:: 提示テキスト ::
────

Stopping short(早めの停止)

There is a pattern to our pipeline functions:

ここまでのパイプラインのパターンは以下となる。

stages close their outbound channels when all the send operations are done.
stages keep receiving values from inbound channels until those channels are closed.
This pattern allows each receiving stage to be written as a range loop and ensures that all goroutines exit once all values have been successfully sent downstream.

各処理は全ての送信処理が完了したら、それぞれの出力チャネルを閉じる。
各処理は入力チャネルが閉じられるまでの間、値を受け取り続ける。
このパターンにより、入力処理はrangeを使ったloop処理として記述でき、
全てのgoroutineが全ての値を問題なく下流に送りきってから終了することが保証される。

But in real pipelines, stages don't always receive all the inbound values. Sometimes this is by design: the receiver may only need a subset of values to make progress. More often, a stage exits early because an inbound value represents an error in an earlier stage. In either case the receiver should not have to wait for the remaining values to arrive, and we want earlier stages to stop producing values that later stages don't need.

しかし現実のパイプラインでは、各処理が常に全ての入力値を受け取るわけではない。これは仕様の問題だ。受信側は処理を進めるのに値の一部だけ必要かもしれない。もっとよくあるケースで言えば、ある処理は入力値がその前段階での処理のエラーを示しているため、早々に終了する場合がある。どちらのケースでも受信処理は残りの値が送られてくるのを待つ必要があってはならず、我々としてはより早い段階で後続では不要となる値を生成するのを止めたい。

In our example pipeline, if a stage fails to consume all the inbound values, the goroutines attempting to send those values will block indefinitely:

ここまでのパイプラインのサンプルでは、もしある処理が全ての入力値を利用することに失敗したら、それらの値を送信するためのgoroutineは無期限に停止（ブロック）してしまう。

    // Consume the first value from output.
    out := merge(c1, c2)
    fmt.Println(<-out) // 4 or 9
    return
    // Since we didn't receive the second value from out,
    // one of the output goroutines is hung attempting to send it.
}

This is a resource leak: goroutines consume memory and runtime resources, and heap references in goroutine stacks keep data from being garbage collected. Goroutines are not garbage collected; they must exit on their own.

これはリソースリークとなる。gotoutineはメモリと実行時のリソースを消費し、goroutineスタックからのヒープへの参照は、データがガベージコレクトされないようにしてしまう。goroutineはガベージコレクトされず、自ら終了しなければならないのだ。

We need to arrange for the upstream stages of our pipeline to exit even when the downstream stages fail to receive all the inbound values. One way to do this is to change the outbound channels to have a buffer. A buffer can hold a fixed number of values; send operations complete immediately if there's room in the buffer:

なので、下流処理が全ての入力値を処理することに失敗した場合でも、パイプラインが終了するように、上流の処理を変更する必要がある。そのための方法の一つとして、出力チャネルにバッファをもたせる事が挙げられる。バッファは一定の数の値を保持することができる。そのため、送信側の処理はバッファに空きがあれば、処理を直ちに終了することができる。

────

:: 提供一覧 ::
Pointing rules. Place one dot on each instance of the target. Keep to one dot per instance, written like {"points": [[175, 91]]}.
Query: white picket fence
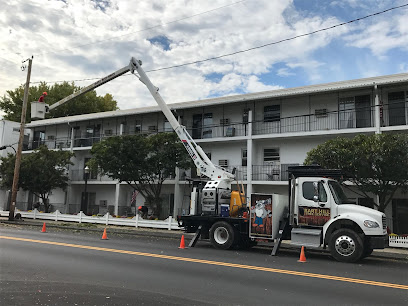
{"points": [[398, 241], [170, 223]]}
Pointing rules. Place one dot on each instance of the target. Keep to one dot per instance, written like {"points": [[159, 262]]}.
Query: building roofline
{"points": [[287, 92]]}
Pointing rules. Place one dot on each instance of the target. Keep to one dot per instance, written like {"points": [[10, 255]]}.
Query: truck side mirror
{"points": [[316, 191]]}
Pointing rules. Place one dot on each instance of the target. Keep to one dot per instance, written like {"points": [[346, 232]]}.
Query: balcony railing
{"points": [[214, 131], [346, 119], [278, 172], [362, 117], [79, 175]]}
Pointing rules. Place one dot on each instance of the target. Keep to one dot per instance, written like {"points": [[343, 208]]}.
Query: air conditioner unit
{"points": [[152, 128], [223, 162]]}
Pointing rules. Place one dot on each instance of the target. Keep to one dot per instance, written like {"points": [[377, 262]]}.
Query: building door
{"points": [[313, 212], [39, 139], [396, 108], [363, 111], [400, 216], [197, 126]]}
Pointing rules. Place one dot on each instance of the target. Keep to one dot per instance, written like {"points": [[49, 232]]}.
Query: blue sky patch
{"points": [[161, 41]]}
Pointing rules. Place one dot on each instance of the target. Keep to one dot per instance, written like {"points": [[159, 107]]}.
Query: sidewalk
{"points": [[391, 253]]}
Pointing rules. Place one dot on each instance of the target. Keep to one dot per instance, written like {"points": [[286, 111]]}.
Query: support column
{"points": [[68, 192], [377, 110], [249, 155], [117, 192], [178, 195], [178, 200]]}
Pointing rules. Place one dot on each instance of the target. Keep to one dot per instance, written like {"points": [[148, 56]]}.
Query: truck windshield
{"points": [[338, 193]]}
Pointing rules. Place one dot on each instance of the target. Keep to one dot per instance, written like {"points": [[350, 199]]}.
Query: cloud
{"points": [[81, 39]]}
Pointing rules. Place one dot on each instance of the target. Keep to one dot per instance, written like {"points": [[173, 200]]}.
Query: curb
{"points": [[147, 232], [158, 233]]}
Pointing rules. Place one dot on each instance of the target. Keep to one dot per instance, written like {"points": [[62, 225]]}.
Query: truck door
{"points": [[313, 203]]}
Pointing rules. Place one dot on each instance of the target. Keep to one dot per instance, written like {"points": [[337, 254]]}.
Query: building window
{"points": [[271, 156], [355, 112], [244, 157], [202, 126], [138, 126], [272, 113], [167, 126], [322, 112], [245, 115]]}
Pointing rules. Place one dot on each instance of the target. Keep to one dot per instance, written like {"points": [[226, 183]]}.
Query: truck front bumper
{"points": [[378, 242]]}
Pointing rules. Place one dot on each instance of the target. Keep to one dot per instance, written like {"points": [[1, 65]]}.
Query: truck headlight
{"points": [[371, 224]]}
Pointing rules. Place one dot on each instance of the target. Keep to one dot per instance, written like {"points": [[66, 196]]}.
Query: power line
{"points": [[257, 47], [146, 29], [279, 41]]}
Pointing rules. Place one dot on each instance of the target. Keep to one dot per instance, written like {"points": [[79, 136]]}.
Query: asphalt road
{"points": [[78, 268]]}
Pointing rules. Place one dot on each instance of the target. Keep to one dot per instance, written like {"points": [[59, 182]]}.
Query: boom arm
{"points": [[98, 83], [200, 159], [202, 162]]}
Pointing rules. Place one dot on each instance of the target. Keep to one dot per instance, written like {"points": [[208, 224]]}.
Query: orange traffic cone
{"points": [[104, 236], [302, 255], [182, 245]]}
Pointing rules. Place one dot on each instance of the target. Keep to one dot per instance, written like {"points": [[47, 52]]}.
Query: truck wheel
{"points": [[246, 243], [222, 235], [346, 246], [367, 252]]}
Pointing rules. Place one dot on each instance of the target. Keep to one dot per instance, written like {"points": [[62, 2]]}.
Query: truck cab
{"points": [[320, 215]]}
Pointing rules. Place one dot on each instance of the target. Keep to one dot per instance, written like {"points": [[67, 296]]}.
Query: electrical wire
{"points": [[146, 29], [257, 47], [279, 41]]}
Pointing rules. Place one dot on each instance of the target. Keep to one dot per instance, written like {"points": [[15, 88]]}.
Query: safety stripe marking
{"points": [[218, 263]]}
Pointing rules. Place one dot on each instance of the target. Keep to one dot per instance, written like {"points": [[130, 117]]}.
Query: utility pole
{"points": [[20, 143]]}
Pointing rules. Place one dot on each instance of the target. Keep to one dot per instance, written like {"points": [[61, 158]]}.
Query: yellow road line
{"points": [[217, 263]]}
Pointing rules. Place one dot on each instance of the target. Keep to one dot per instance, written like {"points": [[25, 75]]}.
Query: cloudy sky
{"points": [[89, 39]]}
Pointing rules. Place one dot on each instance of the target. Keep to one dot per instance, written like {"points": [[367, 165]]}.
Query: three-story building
{"points": [[259, 134]]}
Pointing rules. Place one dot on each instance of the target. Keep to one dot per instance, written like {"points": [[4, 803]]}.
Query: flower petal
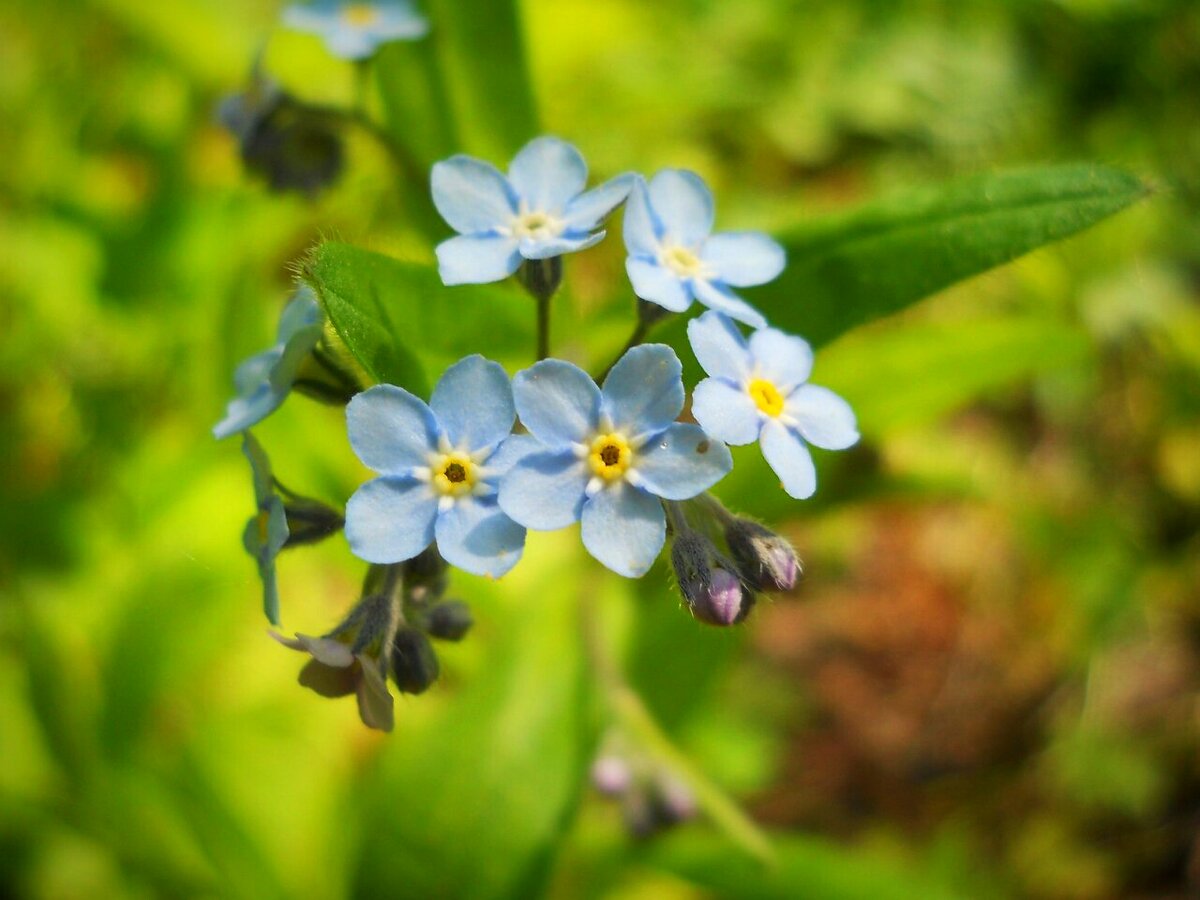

────

:: 設問 ::
提示テキストの内容にもとづき、次の問いに答えよ。
1. 各処理は入力チャネルからいつまで値を受け取り続けるとされているか。
2. goroutineはガベージコレクトされないため、どうしなければならないとされているか。
3. 上流の処理を終了させる方法の一つとして何が挙げられているか。

:: 解答 ::
1. 入力チャネルが閉じられるまで。
2. 自ら終了しなければならない。
3. 出力チャネルにバッファをもたせること。